- _Source_
To my sweet
baby(ies),
As a child, I was more than
interested in adoption. I used to sit in your papa’s big chair, begging your
nana to adopt child after child, as I paged through the “Waiting Children” in
Bethany Christian Service’s most recent publication. Your nana would always
assure me that she and papa were done adding to their family. And the look on
her face said, “Done, Done, DONE. Period!” (Oh, Little One(s), I must have
really done them in!) But I remained convinced that I was not supposed to be
the youngest in the family and I had just the thing for my dad and mom (your
nana and papa.) I would promptly remind them that they didn’t need to have
another baby as they’d done before. No, no, they could just adopt one of these
kids, from BCS. It would be easy as pie! These kids were waiting, after all…
As I grew up,
my awareness of the world around me, people’s perspectives, ethics, world
issues…etc. became heightened.
By the time
I entered college, my interest in adoption was on fire. I began noticing a trend in
people’s views on adoption and for far too many, I was shocked to find it a
third, fifth, or last resort.
Something inside of me felt a pang of urgency to do something to change someone's,
anyone’s, mind. So I started in on my dear friends. : )

- _Information provided_
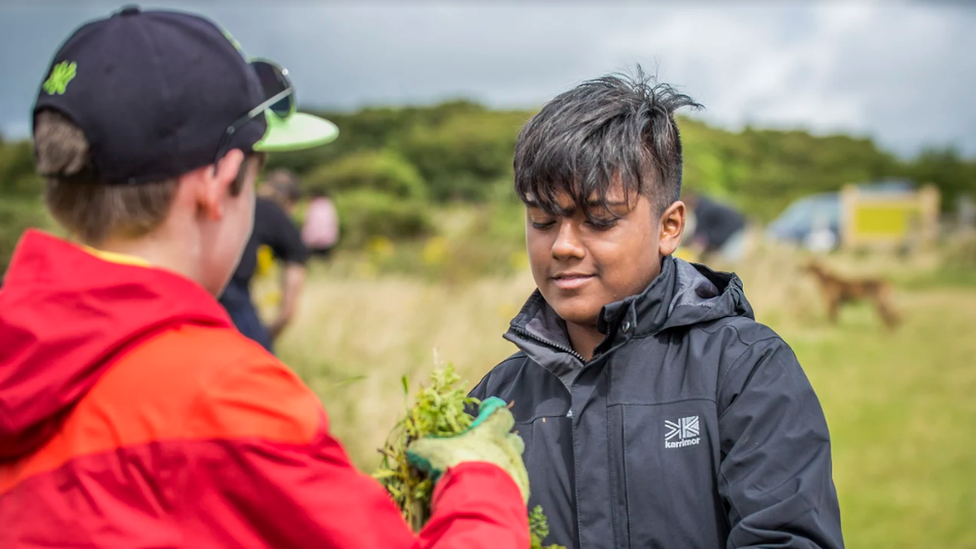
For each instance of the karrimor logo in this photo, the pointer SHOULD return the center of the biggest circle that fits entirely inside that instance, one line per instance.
(681, 433)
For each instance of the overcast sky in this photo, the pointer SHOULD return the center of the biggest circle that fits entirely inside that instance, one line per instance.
(903, 73)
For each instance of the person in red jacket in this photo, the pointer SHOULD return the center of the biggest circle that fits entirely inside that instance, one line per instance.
(132, 413)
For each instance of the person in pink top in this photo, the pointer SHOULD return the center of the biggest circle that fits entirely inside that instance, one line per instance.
(320, 232)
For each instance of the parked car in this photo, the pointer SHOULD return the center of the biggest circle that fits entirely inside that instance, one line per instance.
(814, 222)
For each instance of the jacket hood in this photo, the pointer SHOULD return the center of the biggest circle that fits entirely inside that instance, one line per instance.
(682, 295)
(65, 315)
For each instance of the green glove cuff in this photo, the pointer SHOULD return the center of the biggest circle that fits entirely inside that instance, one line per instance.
(489, 439)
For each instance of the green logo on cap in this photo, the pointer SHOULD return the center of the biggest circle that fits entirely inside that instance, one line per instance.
(61, 74)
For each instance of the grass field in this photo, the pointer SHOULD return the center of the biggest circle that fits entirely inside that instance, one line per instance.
(901, 406)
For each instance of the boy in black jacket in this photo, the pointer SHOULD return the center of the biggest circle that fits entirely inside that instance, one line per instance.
(656, 412)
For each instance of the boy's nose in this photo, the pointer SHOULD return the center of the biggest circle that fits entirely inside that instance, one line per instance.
(567, 244)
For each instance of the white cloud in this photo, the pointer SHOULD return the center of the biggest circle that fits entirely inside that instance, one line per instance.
(902, 73)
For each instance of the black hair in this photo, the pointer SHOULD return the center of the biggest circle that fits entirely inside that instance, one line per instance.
(614, 126)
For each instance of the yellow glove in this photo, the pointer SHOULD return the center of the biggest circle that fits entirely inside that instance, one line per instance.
(489, 439)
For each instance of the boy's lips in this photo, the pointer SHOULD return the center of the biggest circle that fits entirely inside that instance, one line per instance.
(571, 281)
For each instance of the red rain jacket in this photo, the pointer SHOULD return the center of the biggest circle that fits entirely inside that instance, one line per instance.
(132, 414)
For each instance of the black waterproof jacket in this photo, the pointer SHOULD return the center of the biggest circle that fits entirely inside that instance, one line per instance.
(692, 426)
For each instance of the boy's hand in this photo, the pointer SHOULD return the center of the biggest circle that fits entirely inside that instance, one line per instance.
(489, 439)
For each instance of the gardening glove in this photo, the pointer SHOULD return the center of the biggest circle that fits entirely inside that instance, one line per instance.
(489, 439)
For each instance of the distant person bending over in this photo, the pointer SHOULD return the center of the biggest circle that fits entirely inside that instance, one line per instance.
(273, 227)
(320, 232)
(720, 230)
(656, 411)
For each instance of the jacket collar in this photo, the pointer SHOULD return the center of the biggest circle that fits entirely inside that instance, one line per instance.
(683, 294)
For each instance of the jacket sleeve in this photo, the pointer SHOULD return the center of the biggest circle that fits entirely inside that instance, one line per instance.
(775, 474)
(291, 483)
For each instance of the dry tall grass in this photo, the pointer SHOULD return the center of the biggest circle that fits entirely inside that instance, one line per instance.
(900, 406)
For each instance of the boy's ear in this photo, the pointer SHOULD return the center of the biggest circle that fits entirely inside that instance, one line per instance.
(672, 227)
(214, 182)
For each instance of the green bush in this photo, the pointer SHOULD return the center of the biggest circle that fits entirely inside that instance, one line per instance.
(16, 216)
(384, 171)
(365, 214)
(17, 174)
(463, 155)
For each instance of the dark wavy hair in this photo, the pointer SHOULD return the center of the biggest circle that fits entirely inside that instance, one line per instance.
(617, 126)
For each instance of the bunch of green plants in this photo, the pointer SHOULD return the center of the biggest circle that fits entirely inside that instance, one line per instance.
(439, 409)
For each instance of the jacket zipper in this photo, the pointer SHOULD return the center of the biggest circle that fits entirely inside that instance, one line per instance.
(525, 333)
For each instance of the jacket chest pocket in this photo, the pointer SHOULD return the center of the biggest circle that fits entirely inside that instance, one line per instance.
(663, 468)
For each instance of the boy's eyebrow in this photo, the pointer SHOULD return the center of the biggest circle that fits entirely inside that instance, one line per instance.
(608, 203)
(591, 203)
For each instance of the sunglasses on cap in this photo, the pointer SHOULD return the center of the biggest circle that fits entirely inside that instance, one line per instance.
(279, 97)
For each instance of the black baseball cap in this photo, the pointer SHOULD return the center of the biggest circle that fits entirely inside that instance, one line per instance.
(161, 93)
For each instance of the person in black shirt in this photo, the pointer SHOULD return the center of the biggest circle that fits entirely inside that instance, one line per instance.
(719, 228)
(274, 228)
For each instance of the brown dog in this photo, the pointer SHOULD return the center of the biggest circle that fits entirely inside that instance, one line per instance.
(837, 291)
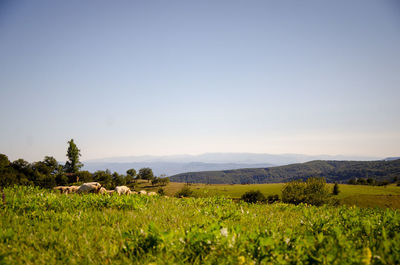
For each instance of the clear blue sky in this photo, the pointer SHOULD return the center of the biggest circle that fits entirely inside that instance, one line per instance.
(172, 77)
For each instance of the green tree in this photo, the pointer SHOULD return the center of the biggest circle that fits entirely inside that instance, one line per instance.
(253, 196)
(131, 172)
(313, 191)
(73, 153)
(146, 173)
(118, 180)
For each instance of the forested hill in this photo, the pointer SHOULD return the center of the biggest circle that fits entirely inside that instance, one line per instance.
(340, 171)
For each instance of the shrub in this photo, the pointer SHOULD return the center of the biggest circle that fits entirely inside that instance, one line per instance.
(253, 196)
(335, 190)
(184, 192)
(161, 191)
(313, 191)
(273, 198)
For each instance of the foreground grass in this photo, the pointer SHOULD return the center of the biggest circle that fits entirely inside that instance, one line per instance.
(40, 227)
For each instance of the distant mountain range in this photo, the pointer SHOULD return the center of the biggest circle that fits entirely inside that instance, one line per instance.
(175, 164)
(167, 168)
(340, 171)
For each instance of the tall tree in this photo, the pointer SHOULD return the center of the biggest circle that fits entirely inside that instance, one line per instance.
(146, 173)
(73, 153)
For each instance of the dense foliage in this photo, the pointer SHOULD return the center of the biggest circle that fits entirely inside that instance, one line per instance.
(253, 196)
(312, 191)
(73, 153)
(333, 171)
(49, 173)
(40, 227)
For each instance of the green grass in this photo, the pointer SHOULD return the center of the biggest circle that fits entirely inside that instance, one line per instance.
(359, 195)
(41, 227)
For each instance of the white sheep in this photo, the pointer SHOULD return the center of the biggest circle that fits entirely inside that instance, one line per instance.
(122, 190)
(143, 192)
(72, 189)
(93, 187)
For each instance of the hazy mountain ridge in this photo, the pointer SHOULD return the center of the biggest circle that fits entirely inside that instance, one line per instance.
(241, 158)
(168, 168)
(340, 171)
(181, 163)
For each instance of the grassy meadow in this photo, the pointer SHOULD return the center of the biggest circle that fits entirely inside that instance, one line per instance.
(359, 195)
(42, 227)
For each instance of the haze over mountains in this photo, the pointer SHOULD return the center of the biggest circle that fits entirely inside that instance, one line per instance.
(175, 164)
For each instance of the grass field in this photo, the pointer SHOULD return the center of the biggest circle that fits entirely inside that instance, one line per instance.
(41, 227)
(359, 195)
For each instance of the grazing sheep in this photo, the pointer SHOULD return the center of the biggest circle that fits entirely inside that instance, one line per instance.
(122, 190)
(143, 192)
(72, 189)
(62, 189)
(90, 187)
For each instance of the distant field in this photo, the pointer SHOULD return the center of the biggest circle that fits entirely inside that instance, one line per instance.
(39, 226)
(360, 195)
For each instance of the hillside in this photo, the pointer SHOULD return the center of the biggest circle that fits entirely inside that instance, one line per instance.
(340, 171)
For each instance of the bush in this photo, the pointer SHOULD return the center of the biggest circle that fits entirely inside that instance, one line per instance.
(273, 198)
(161, 192)
(335, 190)
(184, 192)
(313, 191)
(253, 196)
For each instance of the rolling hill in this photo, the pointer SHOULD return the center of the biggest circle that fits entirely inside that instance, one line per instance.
(340, 171)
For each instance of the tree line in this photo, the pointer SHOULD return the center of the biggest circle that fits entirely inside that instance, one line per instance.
(49, 173)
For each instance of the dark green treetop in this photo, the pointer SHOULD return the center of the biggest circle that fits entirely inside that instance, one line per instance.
(73, 153)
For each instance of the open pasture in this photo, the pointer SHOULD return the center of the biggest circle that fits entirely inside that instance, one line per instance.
(359, 195)
(42, 227)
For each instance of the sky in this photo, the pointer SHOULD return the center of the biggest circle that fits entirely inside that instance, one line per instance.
(150, 77)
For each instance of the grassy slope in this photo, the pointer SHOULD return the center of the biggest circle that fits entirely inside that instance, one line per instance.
(360, 195)
(39, 227)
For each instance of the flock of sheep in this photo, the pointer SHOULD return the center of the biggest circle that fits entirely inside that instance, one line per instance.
(95, 187)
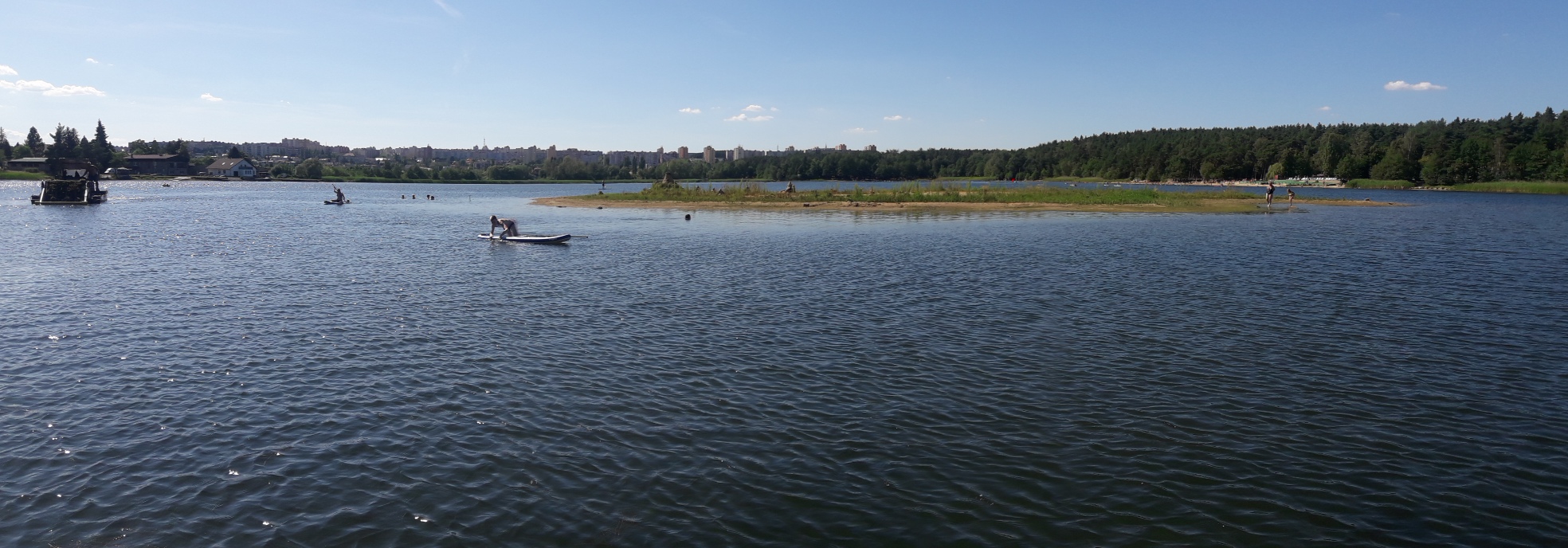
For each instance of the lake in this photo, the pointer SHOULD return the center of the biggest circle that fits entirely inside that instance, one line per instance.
(239, 365)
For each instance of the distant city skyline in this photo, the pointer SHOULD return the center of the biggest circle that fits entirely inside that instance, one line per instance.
(621, 76)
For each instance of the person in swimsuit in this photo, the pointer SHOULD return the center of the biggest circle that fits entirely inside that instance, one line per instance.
(508, 226)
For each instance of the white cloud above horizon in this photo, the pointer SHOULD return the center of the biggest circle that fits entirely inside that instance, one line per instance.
(743, 118)
(1402, 85)
(50, 90)
(449, 10)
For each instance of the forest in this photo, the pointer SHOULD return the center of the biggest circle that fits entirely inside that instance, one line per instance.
(1435, 152)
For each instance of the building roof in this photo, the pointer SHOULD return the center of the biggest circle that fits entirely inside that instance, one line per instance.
(226, 163)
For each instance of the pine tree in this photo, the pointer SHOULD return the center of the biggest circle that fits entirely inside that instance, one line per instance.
(102, 151)
(35, 143)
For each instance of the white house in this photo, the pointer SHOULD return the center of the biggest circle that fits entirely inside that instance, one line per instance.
(233, 168)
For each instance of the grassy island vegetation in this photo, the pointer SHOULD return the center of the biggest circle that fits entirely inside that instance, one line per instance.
(938, 194)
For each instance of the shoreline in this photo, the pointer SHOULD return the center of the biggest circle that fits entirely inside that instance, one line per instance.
(1219, 206)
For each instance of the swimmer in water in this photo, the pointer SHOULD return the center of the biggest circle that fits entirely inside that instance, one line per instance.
(508, 226)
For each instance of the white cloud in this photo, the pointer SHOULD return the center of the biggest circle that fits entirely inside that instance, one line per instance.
(49, 90)
(1402, 85)
(743, 118)
(449, 10)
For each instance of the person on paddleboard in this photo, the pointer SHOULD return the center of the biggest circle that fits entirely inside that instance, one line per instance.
(508, 226)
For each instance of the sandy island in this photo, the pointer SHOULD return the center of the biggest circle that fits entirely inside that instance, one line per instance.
(1224, 206)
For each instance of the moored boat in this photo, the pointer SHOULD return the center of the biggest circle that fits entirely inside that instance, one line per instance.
(74, 183)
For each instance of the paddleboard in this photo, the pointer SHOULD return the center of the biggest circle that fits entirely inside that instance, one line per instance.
(531, 240)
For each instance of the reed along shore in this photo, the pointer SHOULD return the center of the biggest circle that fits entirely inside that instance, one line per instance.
(941, 194)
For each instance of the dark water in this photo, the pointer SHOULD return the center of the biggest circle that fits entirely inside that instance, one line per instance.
(237, 365)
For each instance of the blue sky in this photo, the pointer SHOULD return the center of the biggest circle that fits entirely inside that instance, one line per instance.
(615, 76)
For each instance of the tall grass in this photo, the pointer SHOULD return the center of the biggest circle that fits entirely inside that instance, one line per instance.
(1524, 186)
(938, 191)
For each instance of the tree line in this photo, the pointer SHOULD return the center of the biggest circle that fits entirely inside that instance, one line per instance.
(1435, 152)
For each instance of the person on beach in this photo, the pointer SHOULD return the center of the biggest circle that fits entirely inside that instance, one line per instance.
(508, 226)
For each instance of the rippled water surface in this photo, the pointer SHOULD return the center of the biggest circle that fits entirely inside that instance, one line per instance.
(239, 365)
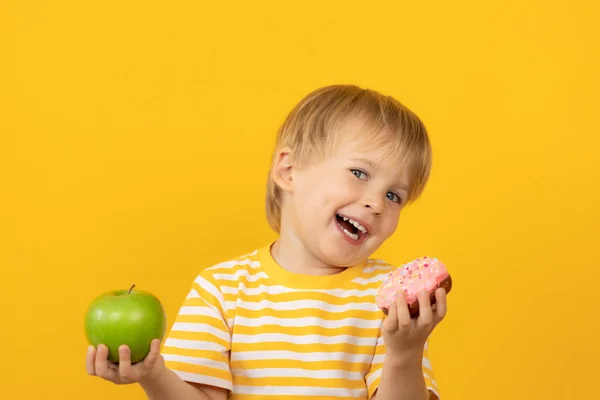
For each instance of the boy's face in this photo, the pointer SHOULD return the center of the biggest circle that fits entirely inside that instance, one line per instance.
(344, 207)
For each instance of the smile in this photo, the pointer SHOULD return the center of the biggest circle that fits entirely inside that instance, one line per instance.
(353, 229)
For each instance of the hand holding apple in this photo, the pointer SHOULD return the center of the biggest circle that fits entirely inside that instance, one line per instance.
(133, 318)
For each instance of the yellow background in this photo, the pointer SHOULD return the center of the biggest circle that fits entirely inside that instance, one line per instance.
(135, 141)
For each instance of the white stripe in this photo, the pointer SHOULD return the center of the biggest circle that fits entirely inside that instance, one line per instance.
(373, 376)
(196, 361)
(233, 263)
(299, 390)
(195, 345)
(200, 310)
(378, 267)
(210, 288)
(207, 380)
(378, 359)
(304, 339)
(433, 382)
(427, 364)
(236, 277)
(198, 327)
(366, 281)
(278, 289)
(308, 321)
(292, 355)
(303, 304)
(298, 373)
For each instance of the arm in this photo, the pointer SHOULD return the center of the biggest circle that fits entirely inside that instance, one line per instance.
(402, 380)
(169, 386)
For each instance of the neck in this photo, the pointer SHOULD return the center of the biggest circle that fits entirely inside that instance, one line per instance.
(291, 254)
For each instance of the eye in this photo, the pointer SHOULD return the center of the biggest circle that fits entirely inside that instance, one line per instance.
(394, 197)
(359, 174)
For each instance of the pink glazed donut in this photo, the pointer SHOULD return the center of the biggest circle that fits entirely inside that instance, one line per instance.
(423, 273)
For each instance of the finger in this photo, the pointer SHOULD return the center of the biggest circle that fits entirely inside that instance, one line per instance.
(153, 355)
(390, 324)
(125, 362)
(89, 360)
(101, 363)
(425, 311)
(404, 320)
(441, 304)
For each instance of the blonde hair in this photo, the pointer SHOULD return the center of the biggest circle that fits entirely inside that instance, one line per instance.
(311, 129)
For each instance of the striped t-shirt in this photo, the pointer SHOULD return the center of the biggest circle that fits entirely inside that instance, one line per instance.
(258, 330)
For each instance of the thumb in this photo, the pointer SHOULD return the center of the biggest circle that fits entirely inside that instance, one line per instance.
(390, 323)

- _Task set_
a: Repeat the adoption letter word for word from "By the time" to "friends. : )".
b: Name each thing the adoption letter says the writer grew more aware of while growing up.
c: Carry the adoption letter on from its final sentence.
The lines have no connection to the adoption letter.

- _Task-by-task answers_
a:
By the time
I entered college, my interest in adoption was on fire. I began noticing a trend in
people’s views on adoption and for far too many, I was shocked to find it a
third, fifth, or last resort.
Something inside of me felt a pang of urgency to do something to change someone's,
anyone’s, mind. So I started in on my dear friends. : )

b: The world around the writer, people's perspectives, ethics, and world issues.

c:
During my
second semester at Providence Christian College, I was assigned a large presentation
making up a significant part of my overall grade. The objective: to convince my
fellow students one way or another on a controversial topic. Of course, I chose
adoption and launched myself into research.
Looking back
at my childhood and educational years, it’s really no surprise that here I sit,
nearly 20 years from the days I sat in your papa’s chair begging for a younger
sibling, now in the midst of adopting YOU.
I had a
goal, a lesson to teach others, a personal passion to live out as a means to
educate those around me. I was excited to someday raise wee ones and live the
life of a stay-at-home mom and I was anxious to do so through adoption. I was
going to demonstrate to the world that adoption, contrary to how some may have
always thought, was in fact a first
resort.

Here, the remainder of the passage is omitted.